(Entries taken from a dataset)

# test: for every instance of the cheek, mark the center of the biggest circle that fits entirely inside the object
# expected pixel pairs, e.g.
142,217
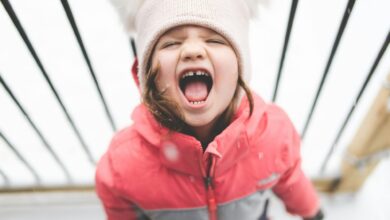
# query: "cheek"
227,71
166,74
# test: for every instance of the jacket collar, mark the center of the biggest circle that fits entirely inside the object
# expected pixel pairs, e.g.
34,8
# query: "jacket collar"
184,153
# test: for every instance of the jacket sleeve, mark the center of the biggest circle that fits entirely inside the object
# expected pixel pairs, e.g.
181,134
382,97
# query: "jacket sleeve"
116,207
294,188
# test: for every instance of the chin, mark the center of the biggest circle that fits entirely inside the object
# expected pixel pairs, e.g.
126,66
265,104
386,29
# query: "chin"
199,121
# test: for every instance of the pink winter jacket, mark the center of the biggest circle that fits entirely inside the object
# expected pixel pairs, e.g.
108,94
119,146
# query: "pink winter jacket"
150,172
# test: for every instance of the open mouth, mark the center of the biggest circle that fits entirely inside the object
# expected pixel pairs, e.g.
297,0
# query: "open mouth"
196,86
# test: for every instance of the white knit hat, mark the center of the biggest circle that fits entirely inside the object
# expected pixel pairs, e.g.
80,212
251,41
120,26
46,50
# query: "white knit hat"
149,19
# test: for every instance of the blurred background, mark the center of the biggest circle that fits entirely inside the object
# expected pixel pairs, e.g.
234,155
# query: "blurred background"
66,88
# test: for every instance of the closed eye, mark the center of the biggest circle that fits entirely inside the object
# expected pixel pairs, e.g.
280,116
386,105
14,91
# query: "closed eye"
216,41
169,44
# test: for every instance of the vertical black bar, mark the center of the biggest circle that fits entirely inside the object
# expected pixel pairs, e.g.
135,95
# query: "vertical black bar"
362,89
72,21
37,131
133,47
343,24
21,158
285,46
22,33
5,178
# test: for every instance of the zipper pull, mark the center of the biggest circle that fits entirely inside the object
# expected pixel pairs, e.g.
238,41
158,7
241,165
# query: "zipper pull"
212,204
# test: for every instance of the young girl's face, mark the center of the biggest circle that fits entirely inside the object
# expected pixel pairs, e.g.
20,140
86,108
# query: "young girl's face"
198,69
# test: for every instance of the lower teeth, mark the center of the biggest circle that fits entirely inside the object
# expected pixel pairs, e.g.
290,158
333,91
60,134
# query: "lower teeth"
197,102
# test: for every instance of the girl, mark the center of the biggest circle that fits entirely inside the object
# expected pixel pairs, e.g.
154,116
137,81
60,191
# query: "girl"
203,145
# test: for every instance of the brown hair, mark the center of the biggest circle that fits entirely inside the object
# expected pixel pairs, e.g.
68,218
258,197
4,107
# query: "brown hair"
168,113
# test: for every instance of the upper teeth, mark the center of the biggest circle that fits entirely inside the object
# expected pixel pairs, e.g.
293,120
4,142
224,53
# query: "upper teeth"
197,73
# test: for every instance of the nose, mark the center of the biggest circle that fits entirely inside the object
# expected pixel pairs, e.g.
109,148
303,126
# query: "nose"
193,51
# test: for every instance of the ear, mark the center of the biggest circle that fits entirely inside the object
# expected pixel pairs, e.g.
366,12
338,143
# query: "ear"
127,10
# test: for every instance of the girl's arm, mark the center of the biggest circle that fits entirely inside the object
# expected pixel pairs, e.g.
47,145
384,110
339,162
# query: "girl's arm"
294,188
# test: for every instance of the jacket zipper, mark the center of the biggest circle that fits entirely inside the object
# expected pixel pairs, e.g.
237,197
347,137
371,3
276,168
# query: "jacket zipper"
208,181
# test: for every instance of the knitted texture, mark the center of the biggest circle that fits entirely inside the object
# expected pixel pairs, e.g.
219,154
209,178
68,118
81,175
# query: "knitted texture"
230,18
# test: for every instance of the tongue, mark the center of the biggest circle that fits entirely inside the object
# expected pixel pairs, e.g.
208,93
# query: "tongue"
196,91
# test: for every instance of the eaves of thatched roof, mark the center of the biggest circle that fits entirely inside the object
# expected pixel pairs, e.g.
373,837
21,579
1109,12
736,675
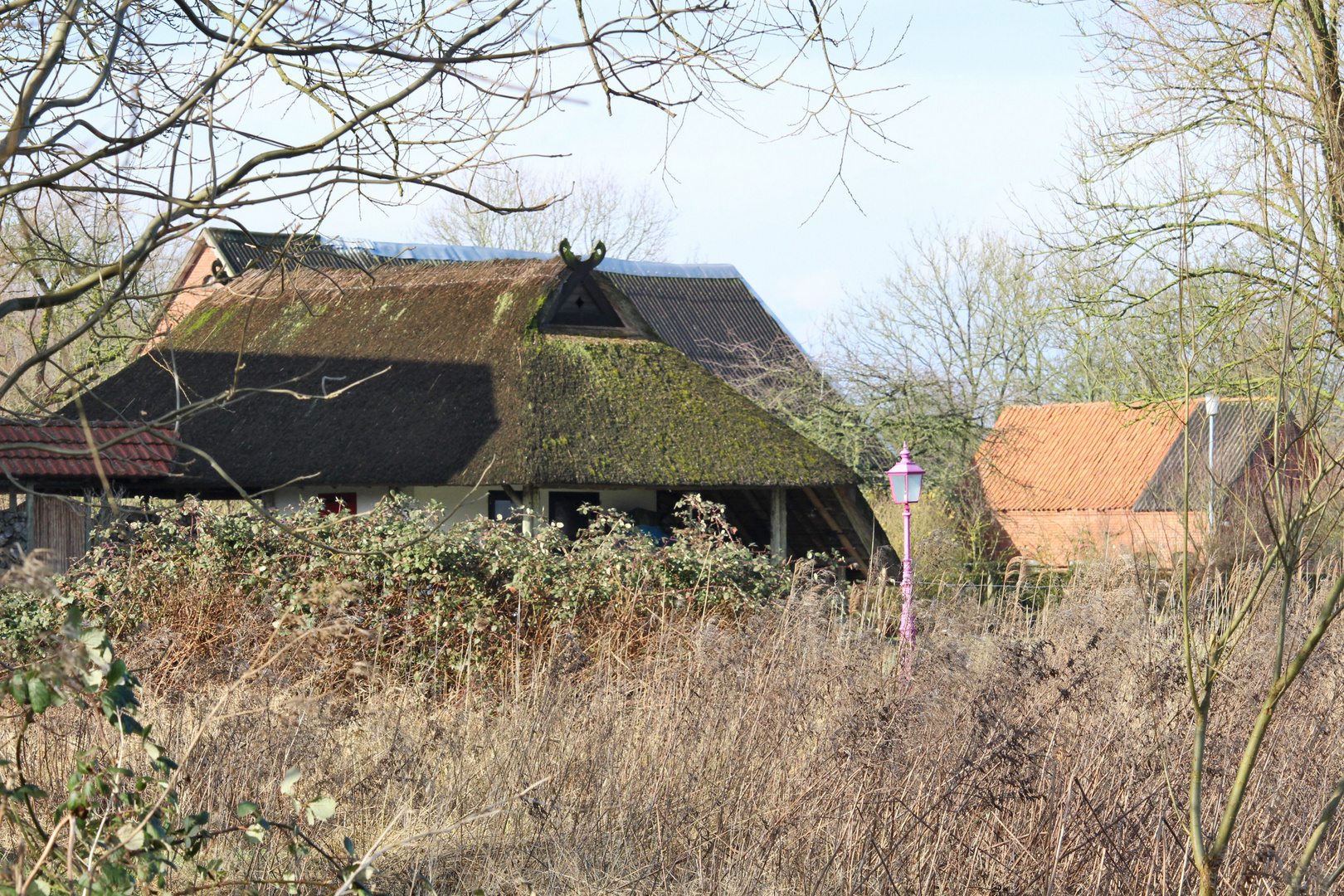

YOUR GOAL:
Please pick out and copy every line of the records above that contains the string "sleeve". Matches must have the same case.

EXERCISE ANSWER:
# test: for every instance of the jacket sleeve, mark the center of the biggest circle that fits entirely inside the object
# query: "jacket sleeve"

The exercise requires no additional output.